THE EXERCISE:
In the biography of Ioannis Kontoyiannis below, reproduce verbatim the passage that begins at the words "His research interests" and stops after the words "and additive combinatorics.".

PAGE:
**********

Ioannis Kontoyiannis (born January 1972) is a Greek mathematician and information theorist. He is the Churchill Professor of Mathematics for Operational Research with the Statistical Laboratory, in the Department of Pure Mathematics and Mathematical Statistics, of the University of Cambridge. He is also a Fellow of Darwin College, Cambridge, an affiliated member of the Division of Information Engineering, Cambridge, a Research Fellow of the Foundation for Research and Technology - Hellas, a Senior Member of Robinson College, Cambridge, and a trustee of the Rollo Davidson Trust.

His research interests are in information theory, probability and statistics, including their applications in data compression, bioinformatics, neuroscience, machine learning, and the connections between core information-theoretic ideas and results in probability theory and additive combinatorics.

Academic biography 
Kontoyiannis earned a B.S. in mathematics from Imperial College, University of London (1992), he obtained a distinction in Part III of the Cambridge University Pure Mathematics Tripos (1993), and he earned an M.S. in statistics (1997) and a Ph.D. in electrical engineering (1998), both from Stanford University. Between 1998 and 2018 he taught at Purdue University, Brown University, Columbia University, and at the Athens University of Economics and Business. In January 2018 he joined the Information Engineering Division at Cambridge University, as Professor of Information and Communications, and Head of the Signal Processing and Communications Laboratory. Since June 2020 he has been with the Statistical Laboratory, in the Department of Pure Mathematics and Mathematical Statistics, University of Cambridge, where he holds the Churchill Chair in Mathematics.

**********

SUPPLIED MATERIAL:
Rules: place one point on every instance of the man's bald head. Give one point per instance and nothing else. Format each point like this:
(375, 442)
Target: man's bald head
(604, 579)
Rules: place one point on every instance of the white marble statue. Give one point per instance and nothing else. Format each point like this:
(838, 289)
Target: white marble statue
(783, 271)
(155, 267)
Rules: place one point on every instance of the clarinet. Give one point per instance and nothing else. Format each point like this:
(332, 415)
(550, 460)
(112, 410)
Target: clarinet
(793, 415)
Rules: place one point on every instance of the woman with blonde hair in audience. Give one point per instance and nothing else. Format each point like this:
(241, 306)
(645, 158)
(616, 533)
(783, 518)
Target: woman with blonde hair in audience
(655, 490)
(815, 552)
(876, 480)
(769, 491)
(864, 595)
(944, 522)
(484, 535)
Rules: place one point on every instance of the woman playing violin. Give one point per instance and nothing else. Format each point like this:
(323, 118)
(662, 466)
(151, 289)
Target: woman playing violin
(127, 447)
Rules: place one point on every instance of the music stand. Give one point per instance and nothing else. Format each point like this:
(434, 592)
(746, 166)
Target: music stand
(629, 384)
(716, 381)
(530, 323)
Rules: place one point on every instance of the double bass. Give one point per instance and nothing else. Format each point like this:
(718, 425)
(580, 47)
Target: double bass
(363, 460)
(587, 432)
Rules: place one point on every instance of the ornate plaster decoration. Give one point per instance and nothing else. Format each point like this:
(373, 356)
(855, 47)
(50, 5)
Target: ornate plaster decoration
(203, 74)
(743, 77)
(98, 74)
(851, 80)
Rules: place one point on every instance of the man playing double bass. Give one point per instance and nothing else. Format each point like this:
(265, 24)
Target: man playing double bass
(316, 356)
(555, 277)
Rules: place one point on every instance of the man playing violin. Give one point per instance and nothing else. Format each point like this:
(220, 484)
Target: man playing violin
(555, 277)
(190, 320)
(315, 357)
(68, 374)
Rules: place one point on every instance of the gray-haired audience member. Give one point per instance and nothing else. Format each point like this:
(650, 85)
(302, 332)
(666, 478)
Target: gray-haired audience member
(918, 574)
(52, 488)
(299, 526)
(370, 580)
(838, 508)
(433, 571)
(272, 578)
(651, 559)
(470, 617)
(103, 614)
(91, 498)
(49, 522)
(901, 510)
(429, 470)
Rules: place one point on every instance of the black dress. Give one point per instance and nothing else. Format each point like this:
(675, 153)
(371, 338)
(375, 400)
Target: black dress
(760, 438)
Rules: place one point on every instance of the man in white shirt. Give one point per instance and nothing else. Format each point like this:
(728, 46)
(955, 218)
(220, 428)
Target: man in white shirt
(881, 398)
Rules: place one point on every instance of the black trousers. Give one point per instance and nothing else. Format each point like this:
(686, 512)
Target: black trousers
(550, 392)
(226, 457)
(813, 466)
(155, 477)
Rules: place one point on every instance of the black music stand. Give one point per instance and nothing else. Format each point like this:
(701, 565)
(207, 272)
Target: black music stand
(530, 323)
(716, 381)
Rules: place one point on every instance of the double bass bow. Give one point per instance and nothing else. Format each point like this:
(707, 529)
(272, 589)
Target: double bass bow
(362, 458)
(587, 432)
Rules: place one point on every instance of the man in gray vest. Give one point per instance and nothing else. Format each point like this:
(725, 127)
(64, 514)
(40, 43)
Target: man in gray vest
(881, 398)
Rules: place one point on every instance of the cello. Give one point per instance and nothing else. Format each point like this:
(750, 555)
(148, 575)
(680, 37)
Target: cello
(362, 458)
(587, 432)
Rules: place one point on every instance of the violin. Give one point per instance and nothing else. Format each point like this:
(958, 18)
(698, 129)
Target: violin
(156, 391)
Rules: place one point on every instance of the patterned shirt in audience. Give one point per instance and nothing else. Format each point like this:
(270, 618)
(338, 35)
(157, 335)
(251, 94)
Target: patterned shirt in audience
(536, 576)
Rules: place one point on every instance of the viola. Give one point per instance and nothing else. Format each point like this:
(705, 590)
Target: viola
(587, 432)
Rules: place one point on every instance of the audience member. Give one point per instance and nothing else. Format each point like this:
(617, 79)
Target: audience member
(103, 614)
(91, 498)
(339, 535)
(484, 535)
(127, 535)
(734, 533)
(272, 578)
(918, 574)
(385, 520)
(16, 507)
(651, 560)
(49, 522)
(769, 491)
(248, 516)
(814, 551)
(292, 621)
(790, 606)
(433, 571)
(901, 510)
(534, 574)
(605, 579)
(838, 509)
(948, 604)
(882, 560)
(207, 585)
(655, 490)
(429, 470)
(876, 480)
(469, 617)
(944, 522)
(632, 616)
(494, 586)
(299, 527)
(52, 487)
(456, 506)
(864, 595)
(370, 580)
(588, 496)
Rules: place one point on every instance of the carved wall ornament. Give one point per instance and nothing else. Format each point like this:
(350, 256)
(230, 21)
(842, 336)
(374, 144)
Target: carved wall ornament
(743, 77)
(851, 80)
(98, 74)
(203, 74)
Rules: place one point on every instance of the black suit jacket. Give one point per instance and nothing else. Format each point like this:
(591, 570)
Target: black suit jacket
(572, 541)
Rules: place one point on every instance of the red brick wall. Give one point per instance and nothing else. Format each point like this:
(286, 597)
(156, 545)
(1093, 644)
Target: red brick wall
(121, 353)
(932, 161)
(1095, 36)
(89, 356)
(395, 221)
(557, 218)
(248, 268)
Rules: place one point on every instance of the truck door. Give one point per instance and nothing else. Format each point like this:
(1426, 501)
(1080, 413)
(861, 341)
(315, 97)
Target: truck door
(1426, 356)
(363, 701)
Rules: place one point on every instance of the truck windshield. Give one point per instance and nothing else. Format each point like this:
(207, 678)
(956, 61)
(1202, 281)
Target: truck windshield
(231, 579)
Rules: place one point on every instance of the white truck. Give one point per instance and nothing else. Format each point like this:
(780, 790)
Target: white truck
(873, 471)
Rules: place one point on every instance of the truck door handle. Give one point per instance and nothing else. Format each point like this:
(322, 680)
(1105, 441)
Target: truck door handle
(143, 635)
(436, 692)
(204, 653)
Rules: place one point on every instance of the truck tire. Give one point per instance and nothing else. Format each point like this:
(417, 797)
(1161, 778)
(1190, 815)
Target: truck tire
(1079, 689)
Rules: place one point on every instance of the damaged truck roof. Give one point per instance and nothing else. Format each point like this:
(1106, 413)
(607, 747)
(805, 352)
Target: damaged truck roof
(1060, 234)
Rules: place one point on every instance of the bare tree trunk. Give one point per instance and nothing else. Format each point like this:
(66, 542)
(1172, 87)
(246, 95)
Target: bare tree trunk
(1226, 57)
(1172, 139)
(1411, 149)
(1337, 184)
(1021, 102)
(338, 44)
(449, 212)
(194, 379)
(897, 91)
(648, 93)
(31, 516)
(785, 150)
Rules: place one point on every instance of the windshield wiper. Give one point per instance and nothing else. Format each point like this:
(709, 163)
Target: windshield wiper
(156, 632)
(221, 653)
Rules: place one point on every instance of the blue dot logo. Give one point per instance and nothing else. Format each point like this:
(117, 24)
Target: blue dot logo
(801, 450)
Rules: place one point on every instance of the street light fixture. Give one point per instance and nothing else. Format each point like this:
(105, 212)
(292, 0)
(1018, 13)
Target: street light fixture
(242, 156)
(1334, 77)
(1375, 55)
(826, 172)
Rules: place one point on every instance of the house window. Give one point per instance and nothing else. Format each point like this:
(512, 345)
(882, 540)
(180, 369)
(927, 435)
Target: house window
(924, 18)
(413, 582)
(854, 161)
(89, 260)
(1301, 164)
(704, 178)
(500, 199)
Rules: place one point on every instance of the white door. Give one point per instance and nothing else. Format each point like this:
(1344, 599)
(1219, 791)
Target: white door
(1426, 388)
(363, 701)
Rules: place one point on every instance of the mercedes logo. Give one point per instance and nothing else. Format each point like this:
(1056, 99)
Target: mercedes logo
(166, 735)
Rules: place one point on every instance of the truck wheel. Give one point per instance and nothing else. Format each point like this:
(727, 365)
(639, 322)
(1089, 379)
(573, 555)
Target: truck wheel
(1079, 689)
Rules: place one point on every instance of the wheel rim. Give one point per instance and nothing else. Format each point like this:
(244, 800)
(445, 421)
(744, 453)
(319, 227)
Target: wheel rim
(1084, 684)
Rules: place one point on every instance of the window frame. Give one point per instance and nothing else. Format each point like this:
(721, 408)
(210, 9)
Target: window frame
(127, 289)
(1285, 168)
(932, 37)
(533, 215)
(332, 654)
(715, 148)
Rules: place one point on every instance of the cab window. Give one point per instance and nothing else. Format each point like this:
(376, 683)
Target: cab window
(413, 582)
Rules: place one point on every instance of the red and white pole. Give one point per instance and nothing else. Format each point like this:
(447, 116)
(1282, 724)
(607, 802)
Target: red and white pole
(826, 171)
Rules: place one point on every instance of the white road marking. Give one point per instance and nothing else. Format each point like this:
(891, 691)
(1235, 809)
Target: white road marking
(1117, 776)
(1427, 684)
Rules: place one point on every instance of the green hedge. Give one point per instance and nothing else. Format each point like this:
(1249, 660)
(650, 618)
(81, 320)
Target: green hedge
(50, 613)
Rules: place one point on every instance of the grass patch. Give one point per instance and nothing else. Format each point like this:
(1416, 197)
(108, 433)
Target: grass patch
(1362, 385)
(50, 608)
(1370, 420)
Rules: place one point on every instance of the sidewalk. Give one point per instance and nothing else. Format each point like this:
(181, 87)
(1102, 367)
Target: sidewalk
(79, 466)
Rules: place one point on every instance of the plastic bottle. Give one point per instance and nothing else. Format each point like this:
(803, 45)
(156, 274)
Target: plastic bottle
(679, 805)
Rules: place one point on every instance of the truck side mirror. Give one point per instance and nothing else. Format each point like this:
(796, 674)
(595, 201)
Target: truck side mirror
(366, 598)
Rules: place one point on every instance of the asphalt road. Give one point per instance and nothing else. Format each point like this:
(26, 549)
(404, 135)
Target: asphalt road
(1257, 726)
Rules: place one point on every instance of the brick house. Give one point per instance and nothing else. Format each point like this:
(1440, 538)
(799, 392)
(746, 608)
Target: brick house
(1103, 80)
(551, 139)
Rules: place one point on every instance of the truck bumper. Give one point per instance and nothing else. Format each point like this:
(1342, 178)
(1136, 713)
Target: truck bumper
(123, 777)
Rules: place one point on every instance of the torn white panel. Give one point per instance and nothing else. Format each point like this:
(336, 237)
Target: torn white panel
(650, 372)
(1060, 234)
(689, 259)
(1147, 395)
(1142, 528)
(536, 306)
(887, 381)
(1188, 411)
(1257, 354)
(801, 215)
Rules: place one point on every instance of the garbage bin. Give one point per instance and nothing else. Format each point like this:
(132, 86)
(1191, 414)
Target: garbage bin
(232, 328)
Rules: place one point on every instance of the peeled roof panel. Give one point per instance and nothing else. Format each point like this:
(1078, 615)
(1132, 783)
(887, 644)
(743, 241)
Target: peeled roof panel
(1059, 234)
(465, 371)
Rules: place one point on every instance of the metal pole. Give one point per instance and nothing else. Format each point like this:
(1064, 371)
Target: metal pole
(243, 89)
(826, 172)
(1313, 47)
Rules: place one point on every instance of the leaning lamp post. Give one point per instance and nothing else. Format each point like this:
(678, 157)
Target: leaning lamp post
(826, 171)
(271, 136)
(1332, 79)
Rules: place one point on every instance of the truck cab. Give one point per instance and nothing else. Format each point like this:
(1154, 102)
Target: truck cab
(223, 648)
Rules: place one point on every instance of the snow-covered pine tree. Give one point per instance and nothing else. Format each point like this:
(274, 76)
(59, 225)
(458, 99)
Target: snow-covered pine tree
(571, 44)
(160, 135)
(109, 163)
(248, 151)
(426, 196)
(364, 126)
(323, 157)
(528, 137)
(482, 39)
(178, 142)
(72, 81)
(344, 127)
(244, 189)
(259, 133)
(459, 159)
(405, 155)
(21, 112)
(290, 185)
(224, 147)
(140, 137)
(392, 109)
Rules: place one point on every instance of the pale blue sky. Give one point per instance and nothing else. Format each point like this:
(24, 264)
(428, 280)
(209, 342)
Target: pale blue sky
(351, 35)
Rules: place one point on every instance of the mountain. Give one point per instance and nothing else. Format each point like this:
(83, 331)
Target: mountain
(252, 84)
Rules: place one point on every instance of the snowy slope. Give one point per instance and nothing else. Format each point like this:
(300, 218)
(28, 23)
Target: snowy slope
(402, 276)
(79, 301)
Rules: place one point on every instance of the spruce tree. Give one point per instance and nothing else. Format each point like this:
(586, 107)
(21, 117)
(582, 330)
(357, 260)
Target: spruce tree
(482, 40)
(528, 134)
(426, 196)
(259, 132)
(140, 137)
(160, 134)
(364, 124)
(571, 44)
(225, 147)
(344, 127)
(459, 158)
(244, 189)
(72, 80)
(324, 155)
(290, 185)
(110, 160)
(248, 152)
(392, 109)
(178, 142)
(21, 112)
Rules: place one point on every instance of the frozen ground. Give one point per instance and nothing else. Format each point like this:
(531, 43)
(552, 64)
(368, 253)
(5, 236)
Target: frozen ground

**********

FINAL RESULT:
His research interests are in information theory, probability and statistics, including their applications in data compression, bioinformatics, neuroscience, machine learning, and the connections between core information-theoretic ideas and results in probability theory and additive combinatorics.